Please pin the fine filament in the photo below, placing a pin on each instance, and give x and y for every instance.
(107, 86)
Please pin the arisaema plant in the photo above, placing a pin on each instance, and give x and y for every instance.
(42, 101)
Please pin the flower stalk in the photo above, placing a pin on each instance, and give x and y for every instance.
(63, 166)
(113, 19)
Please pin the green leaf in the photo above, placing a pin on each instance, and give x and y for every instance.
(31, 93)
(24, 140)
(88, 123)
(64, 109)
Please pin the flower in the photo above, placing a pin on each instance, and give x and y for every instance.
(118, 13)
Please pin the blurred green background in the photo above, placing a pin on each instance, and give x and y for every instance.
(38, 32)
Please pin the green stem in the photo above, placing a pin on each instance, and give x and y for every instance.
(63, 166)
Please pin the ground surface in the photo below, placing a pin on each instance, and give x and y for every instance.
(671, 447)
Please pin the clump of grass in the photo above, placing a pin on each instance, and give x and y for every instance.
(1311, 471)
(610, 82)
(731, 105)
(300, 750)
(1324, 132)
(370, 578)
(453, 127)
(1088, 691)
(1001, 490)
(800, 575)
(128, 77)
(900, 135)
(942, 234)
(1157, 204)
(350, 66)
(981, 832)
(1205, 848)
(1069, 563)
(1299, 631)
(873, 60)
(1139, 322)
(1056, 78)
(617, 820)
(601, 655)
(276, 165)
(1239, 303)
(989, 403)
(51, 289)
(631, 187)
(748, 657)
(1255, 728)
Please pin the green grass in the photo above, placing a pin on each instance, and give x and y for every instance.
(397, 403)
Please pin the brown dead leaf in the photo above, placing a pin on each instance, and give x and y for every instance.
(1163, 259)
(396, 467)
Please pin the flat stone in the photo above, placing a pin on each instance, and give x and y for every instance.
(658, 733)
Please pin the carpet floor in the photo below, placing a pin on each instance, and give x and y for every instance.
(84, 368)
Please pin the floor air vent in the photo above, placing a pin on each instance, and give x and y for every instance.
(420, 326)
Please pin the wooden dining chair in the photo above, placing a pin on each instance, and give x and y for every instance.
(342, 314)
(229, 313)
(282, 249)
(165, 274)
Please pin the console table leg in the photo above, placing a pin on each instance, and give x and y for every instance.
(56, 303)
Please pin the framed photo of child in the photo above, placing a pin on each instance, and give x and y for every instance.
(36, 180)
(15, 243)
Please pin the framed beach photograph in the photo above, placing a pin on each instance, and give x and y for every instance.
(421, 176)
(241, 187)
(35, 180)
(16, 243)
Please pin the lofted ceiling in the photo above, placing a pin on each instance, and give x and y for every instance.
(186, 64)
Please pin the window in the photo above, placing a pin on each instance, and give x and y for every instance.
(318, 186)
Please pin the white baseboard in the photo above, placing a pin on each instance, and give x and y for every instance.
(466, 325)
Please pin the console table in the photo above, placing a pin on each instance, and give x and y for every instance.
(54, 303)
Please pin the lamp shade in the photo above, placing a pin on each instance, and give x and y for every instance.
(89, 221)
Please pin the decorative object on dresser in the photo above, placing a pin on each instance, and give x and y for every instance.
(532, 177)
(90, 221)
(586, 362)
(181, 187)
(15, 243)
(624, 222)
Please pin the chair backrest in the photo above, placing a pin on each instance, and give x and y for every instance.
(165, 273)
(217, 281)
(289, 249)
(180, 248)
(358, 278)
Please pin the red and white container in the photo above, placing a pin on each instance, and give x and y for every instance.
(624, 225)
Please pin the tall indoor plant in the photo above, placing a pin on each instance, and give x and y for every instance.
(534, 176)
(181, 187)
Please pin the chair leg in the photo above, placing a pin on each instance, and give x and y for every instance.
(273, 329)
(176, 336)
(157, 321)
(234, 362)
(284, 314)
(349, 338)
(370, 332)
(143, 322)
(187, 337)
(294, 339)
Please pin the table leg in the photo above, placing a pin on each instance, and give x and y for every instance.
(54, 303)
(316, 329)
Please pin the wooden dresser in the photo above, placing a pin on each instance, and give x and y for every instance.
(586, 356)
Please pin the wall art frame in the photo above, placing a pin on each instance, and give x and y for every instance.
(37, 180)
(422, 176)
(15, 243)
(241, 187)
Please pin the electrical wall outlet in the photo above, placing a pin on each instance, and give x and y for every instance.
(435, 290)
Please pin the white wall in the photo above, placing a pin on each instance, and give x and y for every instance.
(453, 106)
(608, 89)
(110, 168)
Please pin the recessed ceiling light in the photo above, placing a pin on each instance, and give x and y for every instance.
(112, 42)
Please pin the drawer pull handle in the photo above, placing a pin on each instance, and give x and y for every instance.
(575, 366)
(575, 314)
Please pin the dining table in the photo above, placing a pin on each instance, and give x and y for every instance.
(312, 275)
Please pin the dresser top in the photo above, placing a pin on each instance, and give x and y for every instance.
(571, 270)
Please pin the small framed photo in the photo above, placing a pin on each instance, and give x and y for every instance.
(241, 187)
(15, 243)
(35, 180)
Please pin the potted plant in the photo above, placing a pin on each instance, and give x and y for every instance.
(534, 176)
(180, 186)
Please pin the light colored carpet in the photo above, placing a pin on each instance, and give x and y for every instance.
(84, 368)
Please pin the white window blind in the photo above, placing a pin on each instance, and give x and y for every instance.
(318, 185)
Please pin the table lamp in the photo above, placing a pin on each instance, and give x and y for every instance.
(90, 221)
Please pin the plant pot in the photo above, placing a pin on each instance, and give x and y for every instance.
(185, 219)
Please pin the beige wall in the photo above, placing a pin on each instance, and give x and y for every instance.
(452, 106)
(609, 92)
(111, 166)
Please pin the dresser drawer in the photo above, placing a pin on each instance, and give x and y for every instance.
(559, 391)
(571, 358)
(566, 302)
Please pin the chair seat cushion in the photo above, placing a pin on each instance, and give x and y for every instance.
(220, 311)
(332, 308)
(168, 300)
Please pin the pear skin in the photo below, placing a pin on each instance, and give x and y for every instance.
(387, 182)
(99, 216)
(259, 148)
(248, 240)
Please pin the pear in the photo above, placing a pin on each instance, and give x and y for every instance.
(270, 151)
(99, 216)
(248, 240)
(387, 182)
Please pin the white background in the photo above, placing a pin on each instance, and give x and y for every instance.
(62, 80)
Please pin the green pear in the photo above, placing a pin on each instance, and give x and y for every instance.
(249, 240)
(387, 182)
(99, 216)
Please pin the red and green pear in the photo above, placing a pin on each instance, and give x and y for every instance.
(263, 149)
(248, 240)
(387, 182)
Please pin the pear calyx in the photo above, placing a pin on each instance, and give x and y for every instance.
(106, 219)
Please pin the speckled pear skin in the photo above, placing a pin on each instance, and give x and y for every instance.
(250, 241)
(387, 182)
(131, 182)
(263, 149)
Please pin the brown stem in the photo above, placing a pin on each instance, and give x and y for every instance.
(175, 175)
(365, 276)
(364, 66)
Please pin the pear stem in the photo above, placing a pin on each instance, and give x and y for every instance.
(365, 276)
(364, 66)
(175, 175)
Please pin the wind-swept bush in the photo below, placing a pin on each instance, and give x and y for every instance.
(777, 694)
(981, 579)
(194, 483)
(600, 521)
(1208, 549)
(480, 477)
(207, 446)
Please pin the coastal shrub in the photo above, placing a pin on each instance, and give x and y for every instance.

◇ ◇ ◇

[YOUR OBJECTIVE] Output each line of the material exactly, keeping every word as it appears.

[RESPONSE TO THE EXERCISE]
Please pin the fine filament in the photo below, placing a pin on each instance, and give x and y for every instance.
(107, 86)
Please pin the arisaema plant in the photo above, placing a pin on each instance, and give x and y for every instance.
(42, 101)
Please pin the flower stalk in the photo above, placing a pin on each instance, and give x and y for every instance.
(63, 166)
(113, 19)
Please pin the green leaf in the photo above, placing a pin on each instance, and give x and y for every instance.
(31, 93)
(24, 140)
(88, 123)
(64, 109)
Please pin the flower in the photo above, placing a pin on each instance, and give x and y for every instance.
(118, 13)
Please pin the blurred green background in the photo above, placing a pin on each instance, and give x and y for every instance.
(38, 32)
Please pin the green stem in the photo above, placing a pin on each instance, and give x and y for every instance.
(63, 166)
Please pin the ground surface in the photo below, placing a pin on each instance, and give x and y for every instance.
(671, 447)
Please pin the clump of grass in the photo above, placing a pin on each instance, and give x and y for every instance.
(1311, 471)
(610, 82)
(731, 105)
(300, 750)
(1324, 132)
(370, 578)
(453, 127)
(1088, 691)
(1001, 490)
(800, 575)
(128, 77)
(900, 135)
(942, 234)
(1157, 204)
(350, 66)
(981, 832)
(1205, 848)
(1069, 563)
(1299, 631)
(873, 60)
(1139, 322)
(1056, 78)
(617, 820)
(601, 655)
(276, 165)
(1239, 303)
(989, 403)
(51, 289)
(631, 187)
(748, 657)
(1255, 728)
Please pin the green grass in the photo above, placing a pin on each instance, and give x and y for every instance.
(397, 403)
Please pin the brown dead leaf in the photo above, placing a pin on each instance, and give x and y for every instance.
(1163, 259)
(396, 467)
Please pin the flat stone in the photo above, placing a pin on each instance, and give x and y for every instance.
(658, 733)
Please pin the carpet floor in the photo below, placing a pin on each instance, and give x and y for every instance.
(84, 368)
Please pin the floor air vent in the photo above, placing a pin on each instance, and give x and y for every instance.
(420, 326)
Please pin the wooden dining chair in the photo above, placing a pin on each instance, and give x and y for every instance.
(342, 314)
(229, 313)
(282, 249)
(165, 274)
Please pin the console table leg in the photo above, placing a pin on each instance, and give x and y for every instance.
(56, 303)
Please pin the framed photo of child in the photo above, placing a pin on each instance, and give x and y for every instance.
(36, 180)
(15, 243)
Please pin the framed beach photograph in the photo above, placing a pin on each instance, and give x and y for every instance.
(421, 176)
(241, 187)
(35, 180)
(16, 243)
Please pin the lofted ceiling in the photo above, placing a pin on each instance, and give x and y for every instance.
(186, 64)
Please pin the window in the photo above, placing a pin on each instance, and give x and y for every instance.
(318, 186)
Please pin the white baseboard in the photo above, placing a pin on each instance, and give x and y for every instance.
(466, 325)
Please pin the console table in the photo above, placing a pin on each instance, and give x and y for every instance.
(54, 303)
Please pin the lamp shade in the photo above, placing a pin on each instance, and give x and y for every instance.
(89, 221)
Please pin the decorative object on dresser in the photo above, placing a pin on each instance, and give x and y for every instance.
(532, 177)
(90, 221)
(586, 362)
(181, 187)
(15, 243)
(624, 222)
Please pin the chair backrest in the photo above, placing a pin on each instance, and give x and y for every instance.
(165, 273)
(217, 281)
(289, 249)
(180, 248)
(358, 278)
Please pin the red and white container in the photo above, placing a pin on each instance, and give x and y for every instance.
(624, 225)
Please pin the tall indoor plant in the photo above, placing a pin on each instance, and give x and y for every instance.
(534, 176)
(181, 187)
Please pin the chair leg in the photo above, placing a pin on each instance, and give x and y for every instance.
(273, 329)
(176, 336)
(157, 321)
(234, 362)
(284, 314)
(349, 338)
(370, 332)
(143, 322)
(187, 337)
(294, 339)
Please pin the table leg in the photo above, placing a pin on each instance, and give x and y for every instance.
(54, 303)
(316, 329)
Please pin the wooden dresser in the photo above, placing a pin on each instance, and give x and y for every instance.
(586, 356)
Please pin the wall art frame in the photo above, placing a pin on each instance, and give x and y for every instance.
(37, 180)
(422, 176)
(15, 243)
(241, 187)
Please pin the electrical wall outlet in the photo above, placing a pin on each instance, and give x and y for every instance.
(435, 290)
Please pin the white wall in the photo above, placing a pin on each instance, and give x and y for every instance.
(453, 106)
(608, 89)
(110, 168)
Please pin the recessed ceiling light in the photo above, placing a pin on each instance, and give x and y for every instance.
(112, 42)
Please pin the drawer pull handle in the photo above, placing a pin on each instance, and give x and y for every instance.
(575, 366)
(575, 314)
Please pin the dining table in the photo above, placing a pin on each instance, and give x and y for every instance.
(312, 275)
Please pin the dresser top in the photo above, placing a pin on each instance, and give x and y for every instance.
(571, 270)
Please pin the small framed photo in the photo above, placing a pin on each instance, and give x and y for every instance.
(241, 187)
(15, 243)
(35, 180)
Please pin the potted plant in the photo above, placing a pin on each instance, and give x and y for every instance.
(534, 176)
(180, 186)
Please pin the light colored carpet in the photo above, placing a pin on each instance, and give x and y for every instance.
(84, 368)
Please pin the white window blind in the photo above, placing a pin on each instance, and give x and y for every instance.
(318, 185)
Please pin the table lamp in the photo above, placing a pin on each instance, and give x and y for every instance.
(90, 221)
Please pin the plant pot in the photo above, placing a pin on each instance, and give x and y for every instance.
(185, 219)
Please pin the beige wall in the photo above, placing a pin on each instance, and give x and y for every instance.
(452, 106)
(609, 92)
(111, 166)
Please pin the dresser drawer in the photo above, placing a pin on each instance, and give x and y for every instance.
(559, 391)
(571, 358)
(566, 302)
Please pin the chair seat cushion in the photo above, placing a pin on each instance, and give x and y for every instance.
(220, 311)
(332, 308)
(168, 300)
Please pin the pear skin in the photo below, placing a pin on each instance, and give x and y for every instance.
(387, 182)
(99, 216)
(259, 148)
(248, 240)
Please pin the pear in the photo above, placing a pin on each instance, and give x and y for every instance.
(270, 151)
(99, 216)
(248, 240)
(387, 182)
Please pin the white background in the photo above, placing a pin on each instance, and give x and y for every instance.
(62, 80)
Please pin the green pear in the photo above, placing a pin on each instance, and give x and y for every instance.
(249, 240)
(387, 182)
(99, 216)
Please pin the red and green pear in the photo above, placing a pin on each instance, and give x and y for every instance.
(263, 149)
(248, 240)
(387, 182)
Please pin the pear calyx in the photo above, placing a pin on each instance, and give x and y for every instance.
(106, 219)
Please pin the speckled pear skin in the photo above, placing a pin on each instance, and give x and y for every instance.
(250, 241)
(387, 182)
(131, 182)
(263, 149)
Please pin the brown stem in the photo above, placing a pin on each instance, and give x and y for every instance.
(175, 175)
(365, 276)
(364, 66)
Please pin the pear stem in the photo above, placing a pin on each instance, and give x and y for every instance.
(365, 276)
(364, 66)
(175, 175)
Please pin the wind-swept bush in the photo below, placing a pin on each instance, and give x and y for every instance.
(777, 694)
(981, 579)
(194, 483)
(600, 521)
(1208, 549)
(480, 477)
(207, 446)
Please pin the coastal shrub in the photo above, placing a pin on each instance, and give x and y for every instance.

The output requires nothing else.